REQUIREMENT:
In the passage below on Christ's descent into Hell, write out the words from "There remain some" to "their ultimate destination." without changing anything.
*** Opening SOURCE PASSAGE ***

    In 1 Peter chapter 4 Christ is described as judging the ‘living and the dead’, “For this is the reason the gospel was preached even to those who are now dead, so that they might be judged [equally with living men]” (verse 6). Whether this is a correct interpretation of this verse is open to debate. The writer of 1 Peter may be talking about people who have heard the gospel while alive and then subsequently died. However, in terms of early Christian use of Scripture and given the comment shortly before, this has been interpreted to mean that Jesus’ death was somehow retroactive.

    A heroic descent into the underworld to rescue the spirits of those who had died was a popular theme in the myths of the region and so it was not difficult for early Christians to accept their hero doing the same. The descent into Hell allowed the early Christians to sidestep the tricky question of what happens to those who died without ever hearing the gospel and meant they could confidently proclaim Abraham, Moses, David et al as being in Heaven.

    In fact the whole phrase, in the earliest versions of the creed to include it, use the Greek word ‘Hades’ meaning ‘grave’ rather than ‘Gehenna’, which means ‘place of punishment’. It could be that the original statement was ‘he descended to the grave’, i.e. ‘he was buried’. It is highly likely that somewhere along the line two versions of the creed – one saying ‘he was buried’ and the other saying ‘he descended into Hades’ – were merged, leading to the idea of Christ descending into Hell. There is a Platonic edge to this, with Jesus’ body committed to a grave, while his heroic spirit descended to the (real) grave, i.e. Sheol/Hades/Hell. Medieval theology, which relied heavily on Platonism, could see Jesus’ burial in the garden tomb as representative of his journey to the final resting place of humanity. It would seem that the Biblical ‘support’ for the phrase is secondary with Scriptural passages being interpreted to justify an established and popular doctrine, rather than the other way around.

    There remain some Biblical problems with the idea of a descent into Hell. Jesus’ words to the penitent thief on the cross (“today you will be with me in paradise” – Luke 23, verse 13) imply that Jesus did not descend into hell after he died. In the account in the fourth gospel, Christ’s work is “finished” when he dies on the cross (John 19 verse 30). Again in Luke, Jesus commits his spirit to the Father as he dies (Luke 23, verse 46). These inconsistencies with the idea of a descent into Hell are difficult to resolve, but it is possible to view the phrase as figurative rather than literal – in dying to atone for a world under judgment those who believe can avoid Hell as their ultimate destination.
*** Closing SOURCE PASSAGE ***
*** Opening SUPPLIED DATA ***
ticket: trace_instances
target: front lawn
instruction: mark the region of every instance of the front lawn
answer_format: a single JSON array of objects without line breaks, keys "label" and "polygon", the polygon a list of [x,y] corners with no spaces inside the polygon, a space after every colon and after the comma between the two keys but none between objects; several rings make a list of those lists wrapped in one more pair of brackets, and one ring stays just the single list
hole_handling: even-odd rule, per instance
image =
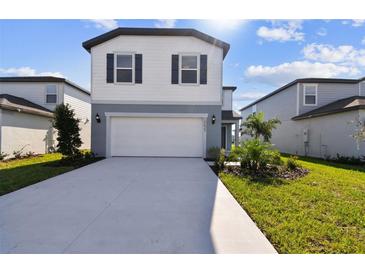
[{"label": "front lawn", "polygon": [[300,158],[296,180],[220,173],[280,253],[365,253],[365,168]]},{"label": "front lawn", "polygon": [[73,165],[62,166],[60,153],[0,162],[0,196],[100,160],[84,159]]}]

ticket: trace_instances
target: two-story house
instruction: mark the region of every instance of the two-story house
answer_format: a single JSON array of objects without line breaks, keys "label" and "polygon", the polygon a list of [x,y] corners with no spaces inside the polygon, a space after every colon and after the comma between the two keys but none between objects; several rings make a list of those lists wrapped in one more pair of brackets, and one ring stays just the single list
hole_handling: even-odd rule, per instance
[{"label": "two-story house", "polygon": [[255,112],[281,120],[272,143],[282,152],[322,158],[365,155],[365,143],[353,138],[356,122],[365,121],[365,78],[297,79],[241,109],[243,119]]},{"label": "two-story house", "polygon": [[82,149],[90,149],[90,93],[60,77],[0,77],[0,152],[43,154],[55,146],[57,104],[69,104],[80,119]]},{"label": "two-story house", "polygon": [[[96,154],[207,157],[221,147],[229,44],[194,29],[118,28],[83,47]],[[236,122],[231,116],[227,124]]]}]

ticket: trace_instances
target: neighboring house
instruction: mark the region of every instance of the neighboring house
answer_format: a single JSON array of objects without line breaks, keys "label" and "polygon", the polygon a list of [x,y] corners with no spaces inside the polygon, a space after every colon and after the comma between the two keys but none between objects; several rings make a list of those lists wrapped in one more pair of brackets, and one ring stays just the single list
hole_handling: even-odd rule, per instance
[{"label": "neighboring house", "polygon": [[[232,143],[239,142],[239,121],[241,116],[233,110],[233,92],[237,87],[224,86],[223,87],[223,103],[222,103],[222,131],[221,131],[221,148],[227,152],[231,150]],[[234,135],[232,134],[234,125]]]},{"label": "neighboring house", "polygon": [[207,157],[221,147],[229,44],[194,29],[118,28],[83,47],[96,154]]},{"label": "neighboring house", "polygon": [[0,152],[46,153],[55,146],[57,104],[70,104],[81,120],[81,148],[90,148],[90,93],[59,77],[0,77]]},{"label": "neighboring house", "polygon": [[282,152],[323,158],[365,155],[365,143],[358,146],[352,137],[353,122],[365,119],[365,78],[298,79],[245,106],[241,115],[245,119],[261,111],[265,119],[281,120],[272,143]]}]

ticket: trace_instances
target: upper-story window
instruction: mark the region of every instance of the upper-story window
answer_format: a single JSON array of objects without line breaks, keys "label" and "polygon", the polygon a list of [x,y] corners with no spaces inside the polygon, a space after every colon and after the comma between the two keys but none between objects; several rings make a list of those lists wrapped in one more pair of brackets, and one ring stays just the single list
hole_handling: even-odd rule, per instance
[{"label": "upper-story window", "polygon": [[57,85],[47,85],[46,87],[46,103],[57,104]]},{"label": "upper-story window", "polygon": [[316,106],[317,105],[317,84],[304,84],[304,105]]},{"label": "upper-story window", "polygon": [[198,55],[181,55],[181,84],[198,84]]},{"label": "upper-story window", "polygon": [[252,106],[252,114],[256,114],[256,112],[257,112],[257,107],[256,107],[256,105],[253,105]]},{"label": "upper-story window", "polygon": [[115,82],[134,82],[134,58],[133,54],[115,54]]}]

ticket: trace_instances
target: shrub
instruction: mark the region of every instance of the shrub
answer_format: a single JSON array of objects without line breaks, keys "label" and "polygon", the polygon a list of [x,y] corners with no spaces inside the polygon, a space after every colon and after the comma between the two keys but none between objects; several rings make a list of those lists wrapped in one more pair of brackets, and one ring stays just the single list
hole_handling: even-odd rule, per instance
[{"label": "shrub", "polygon": [[282,165],[280,153],[272,145],[260,139],[243,143],[240,150],[241,169],[265,172],[270,166]]},{"label": "shrub", "polygon": [[363,165],[365,162],[365,157],[356,158],[354,156],[341,156],[337,153],[336,158],[330,158],[330,161],[340,163],[340,164],[348,164],[348,165]]},{"label": "shrub", "polygon": [[222,148],[219,151],[217,159],[214,161],[214,167],[216,170],[221,171],[224,169],[224,162],[226,161],[226,151]]},{"label": "shrub", "polygon": [[71,157],[80,153],[80,120],[69,104],[60,104],[54,111],[53,127],[57,129],[57,149],[63,155]]},{"label": "shrub", "polygon": [[23,151],[24,151],[24,148],[26,147],[27,145],[23,146],[21,149],[19,150],[14,150],[13,151],[13,156],[15,159],[20,159],[22,158],[23,156]]},{"label": "shrub", "polygon": [[286,161],[286,168],[289,170],[296,170],[298,168],[301,168],[302,166],[298,163],[298,157],[297,156],[290,156],[288,160]]},{"label": "shrub", "polygon": [[0,152],[0,161],[5,160],[6,157],[8,157],[9,154],[5,153],[5,152]]}]

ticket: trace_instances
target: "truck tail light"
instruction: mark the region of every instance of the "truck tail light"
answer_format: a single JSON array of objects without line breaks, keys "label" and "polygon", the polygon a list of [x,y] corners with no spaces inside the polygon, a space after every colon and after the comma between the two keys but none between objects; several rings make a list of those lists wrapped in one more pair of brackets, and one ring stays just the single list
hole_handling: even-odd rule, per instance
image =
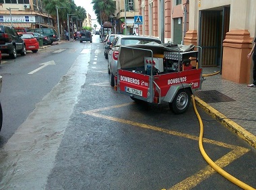
[{"label": "truck tail light", "polygon": [[113,59],[115,60],[117,60],[119,55],[119,52],[117,52],[117,51],[113,52]]}]

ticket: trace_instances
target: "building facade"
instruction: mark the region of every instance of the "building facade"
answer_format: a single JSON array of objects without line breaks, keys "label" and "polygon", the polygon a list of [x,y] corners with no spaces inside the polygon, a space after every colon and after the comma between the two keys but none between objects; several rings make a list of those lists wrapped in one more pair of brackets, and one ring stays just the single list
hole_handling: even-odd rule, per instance
[{"label": "building facade", "polygon": [[138,34],[139,26],[137,24],[134,24],[134,17],[139,15],[139,1],[137,0],[113,1],[116,1],[116,10],[110,17],[110,21],[115,28],[115,33]]},{"label": "building facade", "polygon": [[41,0],[0,0],[0,24],[28,29],[55,27]]},{"label": "building facade", "polygon": [[86,18],[83,22],[83,28],[87,28],[88,27],[92,28],[93,26],[92,25],[92,17],[90,14],[86,13]]},{"label": "building facade", "polygon": [[203,48],[203,66],[220,67],[222,77],[252,81],[247,55],[256,34],[255,0],[138,0],[143,17],[139,34],[164,42],[193,44]]}]

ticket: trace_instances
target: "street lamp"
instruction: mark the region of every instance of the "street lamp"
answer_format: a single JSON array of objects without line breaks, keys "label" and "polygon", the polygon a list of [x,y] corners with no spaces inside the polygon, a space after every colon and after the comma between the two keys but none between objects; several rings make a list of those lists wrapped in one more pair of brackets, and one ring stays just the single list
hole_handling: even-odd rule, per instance
[{"label": "street lamp", "polygon": [[65,8],[65,7],[56,7],[57,11],[57,20],[58,23],[58,35],[59,35],[59,41],[61,40],[61,34],[59,32],[59,10],[58,8]]},{"label": "street lamp", "polygon": [[6,9],[7,9],[9,12],[10,12],[10,17],[11,17],[11,26],[13,27],[13,24],[12,24],[12,19],[11,19],[11,10],[12,9],[16,9],[16,10],[18,10],[19,8],[6,8]]},{"label": "street lamp", "polygon": [[126,24],[126,0],[125,0],[125,35],[127,34],[127,24]]},{"label": "street lamp", "polygon": [[67,14],[67,28],[68,28],[68,30],[69,30],[69,36],[70,36],[70,34],[69,34],[69,15],[74,15],[75,14]]},{"label": "street lamp", "polygon": [[82,19],[77,19],[76,20],[77,21],[77,20],[80,21],[80,31],[81,31],[81,28],[82,28],[82,25],[81,25]]},{"label": "street lamp", "polygon": [[73,40],[74,40],[74,26],[73,23],[73,17],[77,17],[77,16],[71,16],[71,21],[72,21],[72,36],[73,36]]}]

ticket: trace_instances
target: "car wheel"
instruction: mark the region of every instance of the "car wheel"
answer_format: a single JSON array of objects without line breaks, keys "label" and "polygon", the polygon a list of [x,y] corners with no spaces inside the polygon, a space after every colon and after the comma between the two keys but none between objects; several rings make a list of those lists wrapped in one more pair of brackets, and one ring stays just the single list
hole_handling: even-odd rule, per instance
[{"label": "car wheel", "polygon": [[115,86],[115,76],[112,72],[110,73],[110,86],[111,87]]},{"label": "car wheel", "polygon": [[26,56],[26,46],[25,44],[23,45],[23,47],[22,47],[22,52],[20,52],[20,54],[22,56]]},{"label": "car wheel", "polygon": [[0,103],[0,131],[1,131],[1,129],[2,128],[2,125],[3,125],[3,110],[2,110],[2,106],[1,105],[1,103]]},{"label": "car wheel", "polygon": [[189,108],[191,99],[191,93],[188,89],[180,89],[172,101],[169,103],[170,109],[176,114],[183,113]]},{"label": "car wheel", "polygon": [[16,47],[15,46],[13,46],[11,54],[10,54],[9,56],[12,58],[16,58],[16,57],[17,57],[17,52],[16,52]]}]

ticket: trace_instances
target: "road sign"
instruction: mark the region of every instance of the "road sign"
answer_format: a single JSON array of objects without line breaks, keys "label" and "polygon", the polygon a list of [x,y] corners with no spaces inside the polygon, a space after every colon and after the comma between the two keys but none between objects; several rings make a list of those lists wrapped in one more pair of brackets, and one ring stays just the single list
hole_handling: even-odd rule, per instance
[{"label": "road sign", "polygon": [[121,27],[122,28],[122,29],[124,29],[125,27],[125,23],[122,23],[122,24],[121,25]]},{"label": "road sign", "polygon": [[134,24],[142,24],[142,16],[134,16]]}]

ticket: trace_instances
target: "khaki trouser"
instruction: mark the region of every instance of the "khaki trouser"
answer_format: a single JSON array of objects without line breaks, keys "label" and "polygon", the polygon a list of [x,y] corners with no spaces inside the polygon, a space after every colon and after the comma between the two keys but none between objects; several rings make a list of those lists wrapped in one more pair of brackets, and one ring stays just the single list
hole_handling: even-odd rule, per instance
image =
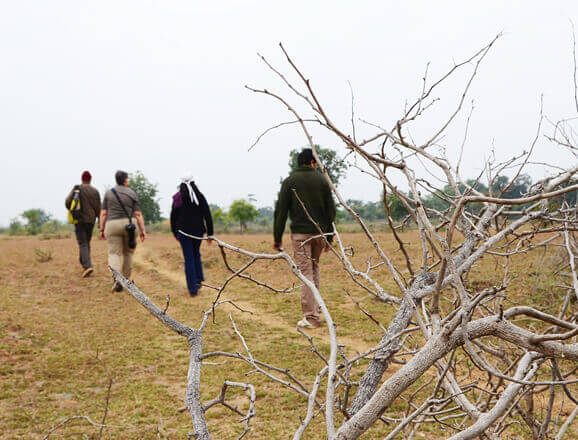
*** Closing SUPPLIED DATA ***
REPLY:
There remain some Biblical problems with the idea of a descent into Hell. Jesus’ words to the penitent thief on the cross (“today you will be with me in paradise” – Luke 23, verse 13) imply that Jesus did not descend into hell after he died. In the account in the fourth gospel, Christ’s work is “finished” when he dies on the cross (John 19 verse 30). Again in Luke, Jesus commits his spirit to the Father as he dies (Luke 23, verse 46). These inconsistencies with the idea of a descent into Hell are difficult to resolve, but it is possible to view the phrase as figurative rather than literal – in dying to atone for a world under judgment those who believe can avoid Hell as their ultimate destination.